---------- MATERIAL ----------
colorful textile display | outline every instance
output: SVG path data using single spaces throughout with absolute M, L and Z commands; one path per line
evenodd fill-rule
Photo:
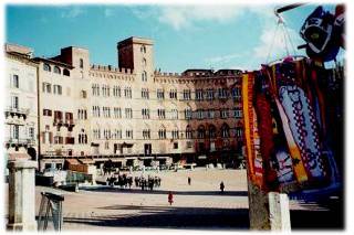
M 288 57 L 243 75 L 248 172 L 264 191 L 313 189 L 333 181 L 336 167 L 326 141 L 319 70 L 308 58 Z

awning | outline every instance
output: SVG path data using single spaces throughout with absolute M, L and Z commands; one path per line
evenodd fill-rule
M 122 147 L 132 147 L 134 143 L 132 142 L 123 142 L 123 143 L 118 143 L 118 146 L 122 146 Z
M 171 157 L 156 157 L 156 159 L 170 159 Z
M 95 161 L 93 159 L 79 159 L 79 161 L 83 164 L 93 164 Z
M 20 160 L 20 159 L 31 159 L 31 156 L 28 153 L 9 153 L 9 161 Z
M 112 162 L 123 162 L 124 159 L 111 159 Z
M 80 164 L 80 162 L 77 161 L 77 159 L 74 159 L 74 158 L 65 159 L 65 161 L 67 161 L 70 164 Z
M 126 159 L 126 160 L 135 160 L 135 159 L 137 159 L 137 157 L 126 157 L 124 159 Z
M 207 159 L 207 156 L 198 156 L 198 159 Z
M 145 160 L 145 159 L 154 159 L 154 157 L 139 157 L 139 159 Z

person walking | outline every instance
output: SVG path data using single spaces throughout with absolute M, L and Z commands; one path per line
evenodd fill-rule
M 220 183 L 221 193 L 223 193 L 223 189 L 225 189 L 225 184 L 223 184 L 223 181 L 221 181 L 221 183 Z
M 174 194 L 173 194 L 173 192 L 169 191 L 169 193 L 168 193 L 168 203 L 169 203 L 169 205 L 171 205 L 173 202 L 174 202 Z

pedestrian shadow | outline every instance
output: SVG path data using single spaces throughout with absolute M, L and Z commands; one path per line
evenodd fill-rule
M 114 192 L 114 193 L 145 193 L 145 194 L 168 194 L 169 190 L 140 190 L 140 189 L 121 189 L 116 186 L 81 188 L 81 190 L 91 192 Z M 247 191 L 173 191 L 174 195 L 215 195 L 215 196 L 248 196 Z
M 248 229 L 248 209 L 112 205 L 106 210 L 138 210 L 129 216 L 64 217 L 65 223 L 110 227 L 184 229 Z
M 117 215 L 92 215 L 91 217 L 64 217 L 65 223 L 102 226 L 102 227 L 135 227 L 135 228 L 174 228 L 174 229 L 249 229 L 248 209 L 208 209 L 208 207 L 175 207 L 112 205 L 101 210 L 116 210 Z M 132 210 L 136 213 L 124 213 Z M 344 228 L 343 217 L 335 211 L 291 210 L 292 231 L 341 231 Z M 83 228 L 83 227 L 82 227 Z

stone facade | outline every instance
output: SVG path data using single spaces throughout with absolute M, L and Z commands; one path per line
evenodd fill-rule
M 38 63 L 32 50 L 6 44 L 4 147 L 9 160 L 38 159 Z
M 232 162 L 241 156 L 241 72 L 155 70 L 152 40 L 117 43 L 118 66 L 65 47 L 39 63 L 41 169 Z

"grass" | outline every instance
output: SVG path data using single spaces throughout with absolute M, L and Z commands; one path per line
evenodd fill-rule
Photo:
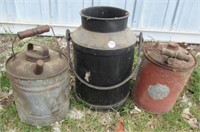
M 34 38 L 33 38 L 34 39 Z M 52 38 L 43 38 L 37 40 L 40 43 L 46 43 L 47 45 L 52 41 Z M 16 45 L 17 50 L 21 50 L 29 42 L 24 41 L 21 47 Z M 134 80 L 131 81 L 131 85 L 134 85 Z M 11 90 L 11 84 L 5 72 L 2 72 L 0 76 L 0 92 L 8 93 Z M 190 98 L 192 99 L 193 106 L 190 108 L 191 113 L 195 118 L 200 120 L 200 66 L 197 66 L 194 70 L 192 77 L 185 87 L 183 92 L 189 91 Z M 73 91 L 71 91 L 73 95 Z M 126 131 L 199 131 L 198 129 L 192 129 L 188 123 L 181 116 L 185 105 L 182 102 L 182 94 L 177 100 L 174 108 L 164 115 L 155 115 L 142 110 L 139 113 L 132 113 L 135 104 L 131 98 L 129 98 L 123 107 L 118 110 L 110 112 L 97 112 L 91 111 L 85 107 L 85 104 L 77 103 L 73 96 L 71 96 L 71 109 L 76 109 L 83 114 L 81 119 L 73 119 L 66 116 L 62 122 L 61 131 L 63 132 L 102 132 L 102 131 L 115 131 L 116 124 L 120 118 L 124 119 L 124 127 Z M 0 94 L 1 95 L 1 94 Z M 8 97 L 9 99 L 9 97 Z M 0 97 L 1 102 L 1 97 Z M 0 109 L 0 132 L 11 131 L 16 132 L 46 132 L 54 131 L 52 126 L 46 126 L 37 128 L 31 125 L 22 123 L 17 115 L 16 105 L 14 101 L 11 101 L 8 105 L 3 105 L 3 109 Z

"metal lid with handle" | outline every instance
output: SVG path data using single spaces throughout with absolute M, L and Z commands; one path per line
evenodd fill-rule
M 16 38 L 24 39 L 42 34 L 48 32 L 50 28 L 48 25 L 44 25 L 18 32 Z M 14 53 L 14 41 L 12 44 L 13 55 L 6 62 L 7 72 L 14 77 L 20 79 L 45 79 L 61 74 L 69 67 L 69 59 L 61 52 L 60 48 L 52 50 L 37 42 L 31 42 L 27 45 L 26 51 Z M 58 44 L 58 42 L 56 43 Z
M 145 56 L 153 63 L 173 71 L 185 71 L 196 65 L 195 57 L 177 43 L 150 42 L 144 46 Z

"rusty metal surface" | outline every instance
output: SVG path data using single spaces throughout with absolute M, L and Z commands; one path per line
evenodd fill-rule
M 31 54 L 28 54 L 27 52 L 30 51 L 28 50 L 18 53 L 7 60 L 6 71 L 8 74 L 20 79 L 37 80 L 57 76 L 69 67 L 68 58 L 64 54 L 61 54 L 60 57 L 59 52 L 49 49 L 48 52 L 50 59 L 44 61 L 43 72 L 40 75 L 37 75 L 34 72 L 36 68 L 36 60 L 42 58 L 37 58 L 38 56 L 36 55 L 43 54 L 44 52 L 42 48 L 39 47 L 37 47 L 35 50 L 31 50 Z M 36 55 L 33 55 L 33 52 Z M 34 59 L 35 61 L 30 61 L 30 58 L 27 60 L 27 55 L 29 55 L 29 57 L 35 57 L 37 59 Z
M 136 43 L 136 35 L 129 28 L 120 32 L 99 33 L 80 26 L 71 33 L 71 38 L 74 43 L 83 47 L 100 50 L 122 49 Z
M 172 71 L 144 56 L 132 98 L 137 105 L 151 113 L 168 112 L 173 108 L 193 69 Z
M 65 118 L 69 110 L 69 71 L 57 76 L 28 80 L 9 75 L 22 122 L 45 126 Z
M 190 70 L 196 65 L 195 57 L 177 44 L 150 42 L 143 51 L 151 62 L 172 71 Z
M 22 32 L 18 32 L 17 36 L 20 39 L 23 39 L 23 38 L 35 36 L 37 34 L 42 34 L 44 32 L 49 32 L 49 30 L 50 30 L 50 27 L 48 25 L 43 25 L 43 26 L 38 26 L 38 27 L 33 28 L 33 29 L 28 29 L 28 30 L 25 30 L 25 31 L 22 31 Z

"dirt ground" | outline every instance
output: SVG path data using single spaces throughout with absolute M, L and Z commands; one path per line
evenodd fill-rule
M 22 123 L 17 116 L 13 91 L 5 72 L 5 61 L 12 54 L 13 39 L 13 35 L 0 36 L 0 131 L 200 131 L 200 101 L 195 102 L 192 99 L 192 92 L 194 93 L 195 91 L 190 92 L 189 88 L 182 92 L 174 109 L 165 115 L 150 114 L 133 104 L 131 99 L 128 99 L 126 104 L 116 111 L 107 113 L 91 111 L 89 108 L 84 107 L 84 104 L 77 103 L 72 97 L 71 110 L 65 120 L 42 128 Z M 52 40 L 51 37 L 41 37 L 39 42 L 48 45 Z M 57 40 L 61 49 L 65 50 L 67 45 L 65 38 L 57 38 Z M 25 39 L 20 43 L 17 41 L 14 45 L 14 50 L 16 52 L 25 50 L 29 41 L 30 39 Z M 200 56 L 200 44 L 179 44 L 194 56 Z M 49 46 L 55 48 L 52 45 Z M 194 73 L 194 77 L 199 77 L 199 72 L 200 70 L 197 68 L 197 73 Z M 71 78 L 71 83 L 73 89 L 74 76 Z M 195 85 L 198 90 L 200 83 L 196 80 L 194 83 L 198 83 Z M 190 87 L 190 84 L 188 85 Z

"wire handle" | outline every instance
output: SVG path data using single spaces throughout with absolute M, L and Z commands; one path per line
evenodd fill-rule
M 15 52 L 14 52 L 14 48 L 13 47 L 14 47 L 14 43 L 15 43 L 17 37 L 20 40 L 22 40 L 22 39 L 27 38 L 27 37 L 32 37 L 32 36 L 36 36 L 36 35 L 39 35 L 39 34 L 43 34 L 45 32 L 49 32 L 50 29 L 52 30 L 53 36 L 55 37 L 55 33 L 54 33 L 53 28 L 48 26 L 48 25 L 42 25 L 42 26 L 38 26 L 36 28 L 27 29 L 25 31 L 18 32 L 17 36 L 14 38 L 14 40 L 12 42 L 12 53 L 13 53 L 13 56 L 15 56 Z M 55 40 L 55 41 L 56 41 L 56 44 L 58 46 L 59 55 L 60 55 L 60 57 L 62 57 L 62 51 L 59 48 L 59 43 L 58 43 L 57 40 Z

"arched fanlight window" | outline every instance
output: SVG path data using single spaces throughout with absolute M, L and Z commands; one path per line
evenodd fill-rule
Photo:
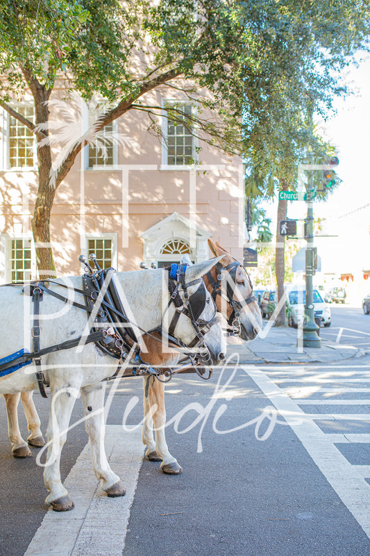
----------
WHAT TO DO:
Update the stretch of the listing from "stone facade | outline every instance" through "M 232 162 L" by swapping "stone" for "brick", keeping every other character the same. Return only those lines.

EXPECTED ANSWER:
brick facade | outline every instance
output: SVG path data using single spaces throughout with absolute M, L and Z commands; one path per line
evenodd fill-rule
M 38 63 L 32 50 L 6 44 L 4 147 L 9 160 L 38 159 Z
M 232 162 L 241 156 L 241 72 L 155 70 L 152 40 L 117 43 L 118 66 L 65 47 L 39 63 L 41 169 Z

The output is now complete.